▶ _TEXT PASSAGE_
___
Bob Fristoe, NROTC, of the University of Washington, is spending a week’s Christmas vacation with is parents, Mr. and Mrs. E. K. Fristoe.

RMSc Donald Miller, son of Mr. and Mrs. J. B. Miller, writes home from New Caledonia, that he has recently met two fellows from Yelm.  He had talked to Pvt. George Wallin, son of Mr. and Mrs. Art Wallin, on the telephone and made plans to meet him, but the plans did not work out.  While in the city he accidentally ran into George.  On another trip to the city Don just happened to see Machinist Frank Brunetti, son of Mr. and Mrs. Bruno Brunetti.  Frank’s ship was anchored in of the ports of New Caledonia for a few days.

Robert L. Cummings, son of Mr. and Mrs. E. W. Rider, of Rt. 1 Roy, completed a 12 week course on water purification at the Engineer School at Belvoir, Virginia, on Dec. 13.  He is a private in the Corps of Engineers.  He attended Roy High School and is married to the former Thelma K. Warn.  Cummings entered the Army in April of this year.  Before entering the Army he was a driver and mechanic for the Oil Sales and Service.

Members of the 20th class of Aviation Cadets and Student Officers to take their advanced two-engine pilot instruction at Blackland Army Air Field, Waco, Texas, today graduated Air Forces Training Command Installation.  Among the members of Class 44J who received their silver wings was Dale Yenne, son of Mr. and Mrs. Frank Yenne, Dale’ brother, Jack, is a Technical Sergeant, radio operator, with the Army Air Force and was in  India for a lot of missions.
___
▶ _SUPPLIED INFORMATION_
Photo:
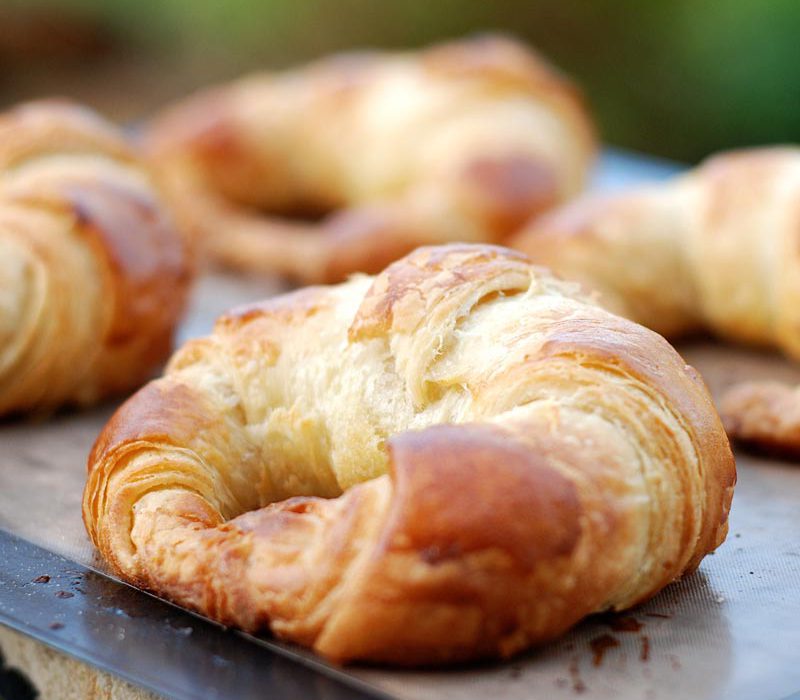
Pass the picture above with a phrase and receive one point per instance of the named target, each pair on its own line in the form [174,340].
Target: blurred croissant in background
[460,142]
[93,274]
[717,249]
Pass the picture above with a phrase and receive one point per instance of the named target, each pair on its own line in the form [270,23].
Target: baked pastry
[764,415]
[455,459]
[92,271]
[460,142]
[716,249]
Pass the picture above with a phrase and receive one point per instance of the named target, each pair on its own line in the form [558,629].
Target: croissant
[460,142]
[716,249]
[92,271]
[455,459]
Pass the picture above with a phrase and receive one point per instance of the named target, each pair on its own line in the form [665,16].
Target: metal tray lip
[36,611]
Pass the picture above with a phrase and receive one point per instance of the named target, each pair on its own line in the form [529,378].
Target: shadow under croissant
[680,639]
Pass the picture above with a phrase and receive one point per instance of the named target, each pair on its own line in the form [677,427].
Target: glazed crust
[460,142]
[93,273]
[717,249]
[456,459]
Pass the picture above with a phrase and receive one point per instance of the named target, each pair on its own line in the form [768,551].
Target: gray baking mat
[730,631]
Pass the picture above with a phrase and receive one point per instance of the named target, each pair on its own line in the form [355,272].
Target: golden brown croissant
[92,272]
[455,459]
[460,142]
[716,249]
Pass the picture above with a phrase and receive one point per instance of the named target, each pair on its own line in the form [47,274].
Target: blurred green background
[677,78]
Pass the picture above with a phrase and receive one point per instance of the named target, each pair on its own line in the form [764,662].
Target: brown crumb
[624,624]
[600,645]
[575,674]
[645,653]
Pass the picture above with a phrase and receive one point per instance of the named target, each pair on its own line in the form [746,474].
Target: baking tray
[732,630]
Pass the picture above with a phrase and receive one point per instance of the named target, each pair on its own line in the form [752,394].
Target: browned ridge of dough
[456,459]
[93,273]
[464,141]
[716,249]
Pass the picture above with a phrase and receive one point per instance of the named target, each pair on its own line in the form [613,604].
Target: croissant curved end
[456,459]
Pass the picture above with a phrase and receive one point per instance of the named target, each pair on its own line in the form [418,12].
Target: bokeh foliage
[678,78]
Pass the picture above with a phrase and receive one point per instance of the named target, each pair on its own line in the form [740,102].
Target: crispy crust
[714,249]
[485,135]
[95,269]
[456,459]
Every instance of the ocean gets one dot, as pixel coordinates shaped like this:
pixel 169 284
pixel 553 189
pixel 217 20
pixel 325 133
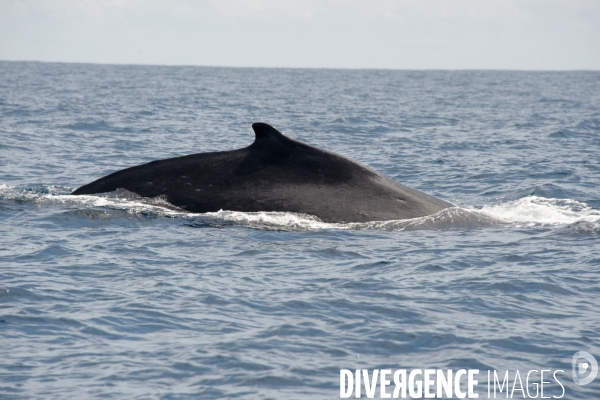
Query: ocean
pixel 123 298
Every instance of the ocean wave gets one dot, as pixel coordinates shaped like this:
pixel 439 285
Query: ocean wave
___
▶ _ACTIVITY LIST_
1 - Translate this sentence from the hometown service news into Spanish: "Cummings entered the Army in April of this year."
2 - Repeat word for word the part of the hometown service news from "Bob Fristoe, NROTC, of" to "a few days.".
The items aren't needed for any of this work.

▶ _EXPECTED OUTPUTS_
1 - Cummings ingresó en el Ejército en abril de este año.

2 -
Bob Fristoe, NROTC, of the University of Washington, is spending a week’s Christmas vacation with is parents, Mr. and Mrs. E. K. Fristoe.

RMSc Donald Miller, son of Mr. and Mrs. J. B. Miller, writes home from New Caledonia, that he has recently met two fellows from Yelm.  He had talked to Pvt. George Wallin, son of Mr. and Mrs. Art Wallin, on the telephone and made plans to meet him, but the plans did not work out.  While in the city he accidentally ran into George.  On another trip to the city Don just happened to see Machinist Frank Brunetti, son of Mr. and Mrs. Bruno Brunetti.  Frank’s ship was anchored in of the ports of New Caledonia for a few days.